Task to complete → The listing below holds a line with "If you could point at the white" and a line with "If you could point at the snow-capped". Reproduce those two lines exactly, plus everything between them.

** Opening The data block **

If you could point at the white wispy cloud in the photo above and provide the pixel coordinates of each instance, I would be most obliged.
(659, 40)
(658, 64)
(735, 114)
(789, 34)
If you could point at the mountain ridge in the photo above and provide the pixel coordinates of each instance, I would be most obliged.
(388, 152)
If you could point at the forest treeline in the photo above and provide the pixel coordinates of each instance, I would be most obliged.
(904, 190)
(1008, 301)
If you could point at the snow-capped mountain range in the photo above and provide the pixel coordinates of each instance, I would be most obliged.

** Closing The data block **
** Opening The data block **

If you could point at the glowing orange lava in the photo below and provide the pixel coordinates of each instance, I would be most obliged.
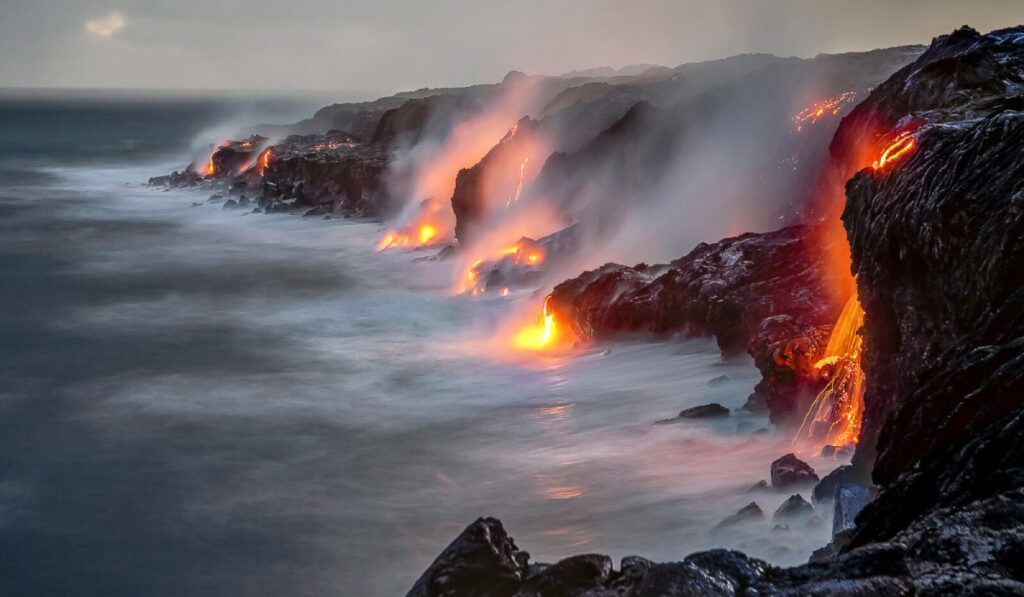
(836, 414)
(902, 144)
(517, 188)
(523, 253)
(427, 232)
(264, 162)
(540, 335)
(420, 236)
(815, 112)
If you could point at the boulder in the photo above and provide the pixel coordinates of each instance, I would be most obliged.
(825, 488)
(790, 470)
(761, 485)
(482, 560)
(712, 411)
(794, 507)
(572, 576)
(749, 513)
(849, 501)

** Closing The data block **

Written answer →
If you could point at the white wispy cloud in the photo above and provide the pixel coordinates of each instance, I would be most obliged.
(659, 40)
(658, 64)
(735, 114)
(789, 34)
If you could point at the mountain ridge in the photo above and provide the pixel coordinates of each instance, I would be most obliged.
(388, 152)
If you could point at the forest treeline in the photo above and provide the pixel coordinates of each instance, I would be most obliged.
(904, 190)
(1008, 301)
If you could point at the snow-capped mountain range in the photo above and provide the pixel coordinates of each instance, I would be most obliged.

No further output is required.